*BRANO DA LEGGERE*:
========
Il termine atti atipici definisce quelle attività che vengono utilizzate per la ricerca di informazioni ed elementi di prova utili ai fini delle indagini e della strategia difensiva come la ricerca di cose o persone, le registrazioni magnetofoniche in luoghi pubblici, le conversazioni informali.
Indice:
Con riferimento alle indagini difensive, il termine atti atipici definisce quelle attività che, pur non essendo espressamente disciplinate dal codice di rito, vengono utilizzate per la ricerca di informazioni ed elementi di prova utili ai fini delle indagini e della strategia difensiva.
In particolare, tra gli atti atipici rientrano:
Rispetto alle modalità di svolgimento di tali attività, l’evoluzione tecnologica ha consentito lo sviluppo di nuovi strumenti e tecniche attraverso cui possono essere ricercati elementi in grado di supportare l’indagine difensiva, anche in relazione alla futura instaurazione di un procedimento.
Il pedinamento, ad esempio, viene eseguito sempre di più con l’ausilio di strumenti tecnologici in grado di supportare tale operazione investigativa, finalizzata al tracciamento degli spostamenti di una persona fisica. Inoltre, assume sempre maggiore importanza la c.d. prova digitale, proporzionalmente all’aumento dei c.d. reati informatici, tra i quali rientrano sia gli atti lesivi di dati, programmi o informazioni (ad es. accessi abusivi a sistemi protetti e frodi informatiche), ovvero quei comportamenti illeciti realizzati mediante l’utilizzo della rete internet e di tecnologie informatiche (ad es. stalking e diffamazione).
Per questo motivo, attività come la raccolta di informazioni mediante la consultazione di fonti di pubblico accesso (c.d. Open Source INTelligence, acronimo OSINT) e l’informatica forense, intesa come la materia che studia ed implementa procedure finalizzate a garantire l’autenticità, la disponibilità e l’integrità di dati digitali, acquistano sempre maggior rilevanza nell’ambito dello svolgimento di indagini difensive.
Attività investigativa atipica finalizzata a tracciare gli spostamenti di una persona, il pedinamento consiste nell’osservazione volta all’acquisizione di elementi investigativi utili a raccordare ed integrare altre fonti di prova, ovvero a predisporre la effettuazione di ulteriori atti di indagine.
L’appostamento, attività di natura statica, consiste nell’individuare una collocazione con una buona visuale, la quale garantisca anche un adeguato occultamento, al fine di documentare quanto occorra ai fini dell’indagine, anche attraverso strumenti di registrazione audio-video.
Il pedinamento, osservazione di natura dinamica, consiste nel seguire fisicamente ed annotare gli spostamenti, i movimenti, gli atteggiamenti ed i contatti del soggetto d’interesse, nella maniera più occulta e riservata, al fine di non vanificare la genuinità dell’atto stesso.
La difficoltà nello svolgimento pratico di tale attività investigativa viene parzialmente mitigata dalla possibilità di utilizzare strumenti tecnologici, al fine di registrare gli spostamenti della persona d’interesse senza seguirla fisicamente. Nella maggior parte dei casi, il c.d. pedinamento elettronico si effettua installando in maniera occulta un rilevatore GPS su un bene mobile, principalmente autovetture, al fine di monitorare in tempo reale gli spostamenti del soggetto che lo ha in uso.
========
*MATERIALE ESTRATTO*:

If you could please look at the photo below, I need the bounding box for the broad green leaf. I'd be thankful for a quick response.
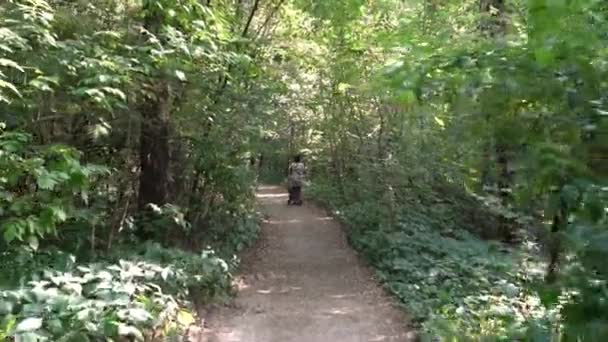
[175,70,187,82]
[0,58,25,72]
[15,317,42,332]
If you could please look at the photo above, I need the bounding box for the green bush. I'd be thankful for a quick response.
[0,244,231,342]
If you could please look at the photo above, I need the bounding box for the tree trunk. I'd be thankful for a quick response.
[139,82,171,210]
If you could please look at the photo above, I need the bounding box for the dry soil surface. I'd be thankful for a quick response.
[196,186,415,342]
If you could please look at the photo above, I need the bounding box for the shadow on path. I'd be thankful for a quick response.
[196,186,414,342]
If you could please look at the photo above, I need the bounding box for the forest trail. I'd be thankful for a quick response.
[199,186,414,342]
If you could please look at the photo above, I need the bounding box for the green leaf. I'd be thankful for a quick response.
[118,323,144,341]
[0,58,25,72]
[175,70,187,82]
[27,235,40,251]
[0,80,21,97]
[36,172,59,190]
[15,317,42,332]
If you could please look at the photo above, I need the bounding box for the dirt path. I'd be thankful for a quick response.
[201,187,414,342]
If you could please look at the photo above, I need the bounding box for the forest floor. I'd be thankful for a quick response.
[196,186,414,342]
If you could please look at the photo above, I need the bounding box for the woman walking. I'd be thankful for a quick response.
[287,155,306,205]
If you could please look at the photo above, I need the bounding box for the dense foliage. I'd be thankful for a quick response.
[0,0,608,341]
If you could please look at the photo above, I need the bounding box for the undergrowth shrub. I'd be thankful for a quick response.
[0,244,231,341]
[310,182,556,341]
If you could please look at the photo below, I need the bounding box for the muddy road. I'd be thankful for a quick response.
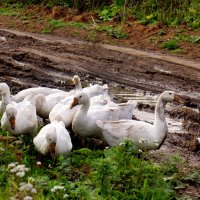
[0,29,200,198]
========
*BREVE COMPITO 1*: Ripeti il passo del brano sugli atti atipici da "Il termine atti atipici definisce quelle attività che vengono" a "le conversazioni informali.".
*BREVE COMPITO 2*: Traduci in inglese questa frase del brano sugli atti atipici: "L’appostamento, attività di natura statica, consiste nell’individuare una collocazione con una buona visuale, la quale garantisca anche un adeguato occultamento, al fine di documentare quanto occorra ai fini dell’indagine, anche attraverso strumenti di registrazione audio-video."
*BREVE COMPITO 3*: Prosegui il brano sugli atti atipici dopo la sua ultima frase.

*ESITO DELL'ESERCIZIO 1*:
Il termine atti atipici definisce quelle attività che vengono utilizzate per la ricerca di informazioni ed elementi di prova utili ai fini delle indagini e della strategia difensiva come la ricerca di cose o persone, le registrazioni magnetofoniche in luoghi pubblici, le conversazioni informali.

*ESITO DELL'ESERCIZIO 2*: Stakeout, an activity of a static nature, consists of identifying a position with a good view that also ensures adequate concealment, in order to document whatever the investigation requires, including by means of audio-video recording devices.

*ESITO DELL'ESERCIZIO 3*:
Data la natura particolarmente invasiva di tale attività investigativa, taluni hanno sostenuto l’equiparabilità del pedinamento elettronico alle intercettazioni, dal momento che si realizzerebbe una eguale lesione della privacy dell’individuo monitorato. Sul tema, la Corte di Cassazione ha più volte affermato che il pedinamento elettronico non può essere equiparato alle intercettazioni, trattandosi di una mera verifica della presenza di un soggetto in un determinato luogo in un momento specifico, differente dalla captazione occulta di messaggi e comunicazioni che si realizza con le intercettazioni.
Di conseguenza, il tracciamento elettronico risulta equiparabile al pedinamento fisico e rientra nelle attività esperibili dall’investigatore privato autorizzato durante lo svolgimento di indagini difensive, nel rispetto degli obblighi posti a tutela della riservatezza delle persone coinvolte negli accertamenti.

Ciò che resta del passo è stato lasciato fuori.